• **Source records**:
● ● ● ● ● ● ●
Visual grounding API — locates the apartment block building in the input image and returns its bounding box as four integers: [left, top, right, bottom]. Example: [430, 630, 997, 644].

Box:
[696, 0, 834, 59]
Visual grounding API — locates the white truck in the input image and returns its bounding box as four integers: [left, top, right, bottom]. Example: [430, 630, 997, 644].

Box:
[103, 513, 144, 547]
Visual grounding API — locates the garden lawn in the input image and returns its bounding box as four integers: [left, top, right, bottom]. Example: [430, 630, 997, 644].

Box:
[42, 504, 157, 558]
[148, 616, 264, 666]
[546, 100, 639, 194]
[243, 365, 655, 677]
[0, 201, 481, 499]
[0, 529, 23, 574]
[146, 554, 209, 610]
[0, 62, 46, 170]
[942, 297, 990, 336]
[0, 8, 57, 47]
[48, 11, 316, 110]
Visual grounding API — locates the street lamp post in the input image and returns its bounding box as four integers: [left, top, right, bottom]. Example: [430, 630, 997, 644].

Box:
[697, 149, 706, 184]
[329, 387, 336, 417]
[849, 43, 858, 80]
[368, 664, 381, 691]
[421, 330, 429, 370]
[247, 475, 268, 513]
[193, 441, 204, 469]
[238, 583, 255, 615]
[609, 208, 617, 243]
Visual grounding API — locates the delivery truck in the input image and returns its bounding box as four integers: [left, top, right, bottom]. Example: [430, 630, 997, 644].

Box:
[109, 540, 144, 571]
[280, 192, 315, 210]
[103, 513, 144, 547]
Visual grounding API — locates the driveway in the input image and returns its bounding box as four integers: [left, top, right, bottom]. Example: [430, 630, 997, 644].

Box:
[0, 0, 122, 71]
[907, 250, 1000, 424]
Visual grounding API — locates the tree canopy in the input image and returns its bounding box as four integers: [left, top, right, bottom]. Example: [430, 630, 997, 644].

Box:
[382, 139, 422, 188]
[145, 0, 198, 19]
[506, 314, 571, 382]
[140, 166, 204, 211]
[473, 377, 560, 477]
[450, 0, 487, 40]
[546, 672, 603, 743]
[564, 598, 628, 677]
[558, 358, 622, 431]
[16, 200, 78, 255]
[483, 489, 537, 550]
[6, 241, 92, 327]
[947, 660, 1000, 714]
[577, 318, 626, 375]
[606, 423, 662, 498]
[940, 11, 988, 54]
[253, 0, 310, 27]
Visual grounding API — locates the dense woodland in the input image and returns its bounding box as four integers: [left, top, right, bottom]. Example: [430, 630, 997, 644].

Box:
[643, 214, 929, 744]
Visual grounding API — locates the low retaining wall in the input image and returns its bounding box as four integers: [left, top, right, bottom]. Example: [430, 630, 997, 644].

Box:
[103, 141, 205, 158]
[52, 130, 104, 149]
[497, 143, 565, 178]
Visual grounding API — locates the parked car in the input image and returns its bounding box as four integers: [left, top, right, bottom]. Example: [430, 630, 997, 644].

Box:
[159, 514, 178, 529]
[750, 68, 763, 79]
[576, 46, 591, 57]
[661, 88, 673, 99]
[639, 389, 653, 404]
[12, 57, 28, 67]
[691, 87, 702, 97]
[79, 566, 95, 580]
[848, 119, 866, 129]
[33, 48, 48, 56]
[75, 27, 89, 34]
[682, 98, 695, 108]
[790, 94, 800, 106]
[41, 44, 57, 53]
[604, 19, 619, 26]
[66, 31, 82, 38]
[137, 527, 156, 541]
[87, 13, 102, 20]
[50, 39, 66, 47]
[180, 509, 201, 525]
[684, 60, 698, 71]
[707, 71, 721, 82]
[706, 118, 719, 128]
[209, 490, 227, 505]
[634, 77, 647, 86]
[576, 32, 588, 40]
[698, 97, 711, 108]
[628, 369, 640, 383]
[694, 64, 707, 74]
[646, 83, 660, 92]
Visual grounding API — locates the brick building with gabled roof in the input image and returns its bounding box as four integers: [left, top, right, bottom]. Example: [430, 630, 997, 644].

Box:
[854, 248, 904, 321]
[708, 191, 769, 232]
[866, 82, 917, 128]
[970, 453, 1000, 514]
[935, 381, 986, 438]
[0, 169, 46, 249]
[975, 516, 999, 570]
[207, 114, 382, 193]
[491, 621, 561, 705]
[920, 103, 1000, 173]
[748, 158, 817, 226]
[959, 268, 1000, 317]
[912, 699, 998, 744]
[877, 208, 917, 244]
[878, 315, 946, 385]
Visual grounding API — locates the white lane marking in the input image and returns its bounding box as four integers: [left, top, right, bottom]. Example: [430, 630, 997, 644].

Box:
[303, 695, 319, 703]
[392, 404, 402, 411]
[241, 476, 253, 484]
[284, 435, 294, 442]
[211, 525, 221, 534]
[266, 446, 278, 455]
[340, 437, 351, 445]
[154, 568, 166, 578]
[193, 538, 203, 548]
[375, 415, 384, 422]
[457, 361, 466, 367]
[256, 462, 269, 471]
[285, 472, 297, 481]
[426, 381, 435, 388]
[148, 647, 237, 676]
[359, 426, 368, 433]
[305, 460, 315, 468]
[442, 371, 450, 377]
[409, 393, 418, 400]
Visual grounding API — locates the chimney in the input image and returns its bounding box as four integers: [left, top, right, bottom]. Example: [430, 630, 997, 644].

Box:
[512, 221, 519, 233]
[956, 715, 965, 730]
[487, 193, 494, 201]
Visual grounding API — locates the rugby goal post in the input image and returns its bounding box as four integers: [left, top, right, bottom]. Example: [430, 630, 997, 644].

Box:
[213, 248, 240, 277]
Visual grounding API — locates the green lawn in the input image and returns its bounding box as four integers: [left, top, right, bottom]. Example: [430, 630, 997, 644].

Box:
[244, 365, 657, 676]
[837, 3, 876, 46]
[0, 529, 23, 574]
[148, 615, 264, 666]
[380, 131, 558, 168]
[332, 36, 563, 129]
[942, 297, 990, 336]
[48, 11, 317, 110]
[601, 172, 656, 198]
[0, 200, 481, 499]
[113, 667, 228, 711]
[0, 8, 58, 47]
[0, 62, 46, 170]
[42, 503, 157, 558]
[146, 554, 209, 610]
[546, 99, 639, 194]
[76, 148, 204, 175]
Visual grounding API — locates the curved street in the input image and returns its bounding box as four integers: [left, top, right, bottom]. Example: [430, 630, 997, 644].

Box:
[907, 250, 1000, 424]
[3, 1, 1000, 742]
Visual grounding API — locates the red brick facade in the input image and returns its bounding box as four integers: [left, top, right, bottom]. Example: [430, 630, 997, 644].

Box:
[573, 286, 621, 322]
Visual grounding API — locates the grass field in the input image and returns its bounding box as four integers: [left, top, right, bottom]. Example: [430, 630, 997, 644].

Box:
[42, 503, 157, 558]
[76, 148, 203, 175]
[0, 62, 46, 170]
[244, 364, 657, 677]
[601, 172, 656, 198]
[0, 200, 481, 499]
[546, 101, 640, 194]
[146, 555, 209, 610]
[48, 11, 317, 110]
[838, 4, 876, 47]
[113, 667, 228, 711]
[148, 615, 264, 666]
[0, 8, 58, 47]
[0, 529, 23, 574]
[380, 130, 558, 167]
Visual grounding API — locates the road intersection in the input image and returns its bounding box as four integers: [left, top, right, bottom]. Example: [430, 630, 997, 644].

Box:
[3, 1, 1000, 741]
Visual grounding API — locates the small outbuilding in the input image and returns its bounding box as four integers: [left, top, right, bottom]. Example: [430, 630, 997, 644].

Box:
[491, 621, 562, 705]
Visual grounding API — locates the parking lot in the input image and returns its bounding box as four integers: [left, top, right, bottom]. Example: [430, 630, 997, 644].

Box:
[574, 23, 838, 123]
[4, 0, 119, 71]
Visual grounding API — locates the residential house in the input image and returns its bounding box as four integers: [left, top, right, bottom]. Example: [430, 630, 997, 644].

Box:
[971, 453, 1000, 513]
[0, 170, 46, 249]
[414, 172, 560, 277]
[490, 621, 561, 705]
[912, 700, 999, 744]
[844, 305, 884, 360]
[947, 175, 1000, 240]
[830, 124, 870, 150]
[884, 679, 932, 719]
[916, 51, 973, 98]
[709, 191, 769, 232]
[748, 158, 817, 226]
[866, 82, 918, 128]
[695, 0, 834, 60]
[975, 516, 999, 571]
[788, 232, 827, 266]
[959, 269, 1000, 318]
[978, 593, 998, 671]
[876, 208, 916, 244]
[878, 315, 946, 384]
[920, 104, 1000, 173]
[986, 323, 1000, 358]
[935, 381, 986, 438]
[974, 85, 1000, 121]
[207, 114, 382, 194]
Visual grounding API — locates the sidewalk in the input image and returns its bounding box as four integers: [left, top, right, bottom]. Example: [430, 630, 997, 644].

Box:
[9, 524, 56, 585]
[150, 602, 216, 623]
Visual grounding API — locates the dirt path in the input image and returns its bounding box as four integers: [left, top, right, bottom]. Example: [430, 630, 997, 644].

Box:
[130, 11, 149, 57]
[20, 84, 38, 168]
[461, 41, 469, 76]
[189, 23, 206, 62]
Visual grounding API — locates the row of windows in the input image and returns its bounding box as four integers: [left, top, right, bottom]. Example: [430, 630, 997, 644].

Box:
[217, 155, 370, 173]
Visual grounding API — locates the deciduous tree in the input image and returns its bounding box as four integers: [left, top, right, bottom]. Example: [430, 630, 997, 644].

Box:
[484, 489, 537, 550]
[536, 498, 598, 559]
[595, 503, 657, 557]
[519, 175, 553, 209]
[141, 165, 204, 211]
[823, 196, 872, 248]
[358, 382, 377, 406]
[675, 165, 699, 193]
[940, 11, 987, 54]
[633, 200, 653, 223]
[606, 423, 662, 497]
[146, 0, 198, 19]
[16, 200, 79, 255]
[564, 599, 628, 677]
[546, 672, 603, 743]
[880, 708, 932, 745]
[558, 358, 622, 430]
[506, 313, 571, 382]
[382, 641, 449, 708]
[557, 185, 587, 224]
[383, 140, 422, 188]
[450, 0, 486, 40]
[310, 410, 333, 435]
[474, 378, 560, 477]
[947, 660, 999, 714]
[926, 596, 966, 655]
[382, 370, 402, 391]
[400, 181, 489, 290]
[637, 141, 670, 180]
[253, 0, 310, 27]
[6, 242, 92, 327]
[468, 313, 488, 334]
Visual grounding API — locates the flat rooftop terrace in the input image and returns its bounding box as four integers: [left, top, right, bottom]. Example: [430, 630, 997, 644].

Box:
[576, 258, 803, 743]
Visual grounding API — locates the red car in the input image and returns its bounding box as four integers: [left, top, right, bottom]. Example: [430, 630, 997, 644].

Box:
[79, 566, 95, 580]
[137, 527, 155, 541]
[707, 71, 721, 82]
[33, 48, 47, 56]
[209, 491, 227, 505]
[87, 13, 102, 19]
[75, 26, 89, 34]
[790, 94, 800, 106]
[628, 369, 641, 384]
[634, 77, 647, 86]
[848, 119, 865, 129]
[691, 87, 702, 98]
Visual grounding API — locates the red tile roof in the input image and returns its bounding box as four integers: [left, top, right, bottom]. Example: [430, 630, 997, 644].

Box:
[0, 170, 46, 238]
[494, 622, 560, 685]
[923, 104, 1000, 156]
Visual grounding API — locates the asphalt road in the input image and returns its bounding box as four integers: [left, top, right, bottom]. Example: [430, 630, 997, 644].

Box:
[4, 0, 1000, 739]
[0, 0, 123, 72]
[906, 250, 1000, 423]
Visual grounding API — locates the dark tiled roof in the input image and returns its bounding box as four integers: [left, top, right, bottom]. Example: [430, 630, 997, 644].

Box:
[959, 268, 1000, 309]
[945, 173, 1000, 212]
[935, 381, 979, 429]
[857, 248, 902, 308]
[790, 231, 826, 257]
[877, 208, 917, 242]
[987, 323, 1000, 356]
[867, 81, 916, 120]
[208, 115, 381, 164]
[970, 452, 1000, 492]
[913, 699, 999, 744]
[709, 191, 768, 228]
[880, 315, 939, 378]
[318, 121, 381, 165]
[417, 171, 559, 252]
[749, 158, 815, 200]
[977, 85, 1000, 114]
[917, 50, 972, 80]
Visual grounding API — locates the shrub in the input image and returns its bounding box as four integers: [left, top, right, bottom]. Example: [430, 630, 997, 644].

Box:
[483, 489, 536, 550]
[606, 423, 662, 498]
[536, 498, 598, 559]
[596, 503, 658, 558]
● ● ● ● ● ● ●
• **Try it**: Please go through the data above and copy every line that has the word "white".

• **Answer space**:
Visual grounding API — locates the white truck in the input image and returns its bounding box as four integers: [left, top, right, bottom]. Example: [430, 630, 997, 644].
Visual grounding API — locates the white lane marking in the input image and returns its bounding box as four integers: [left, top, right, bottom]. Example: [430, 630, 997, 644].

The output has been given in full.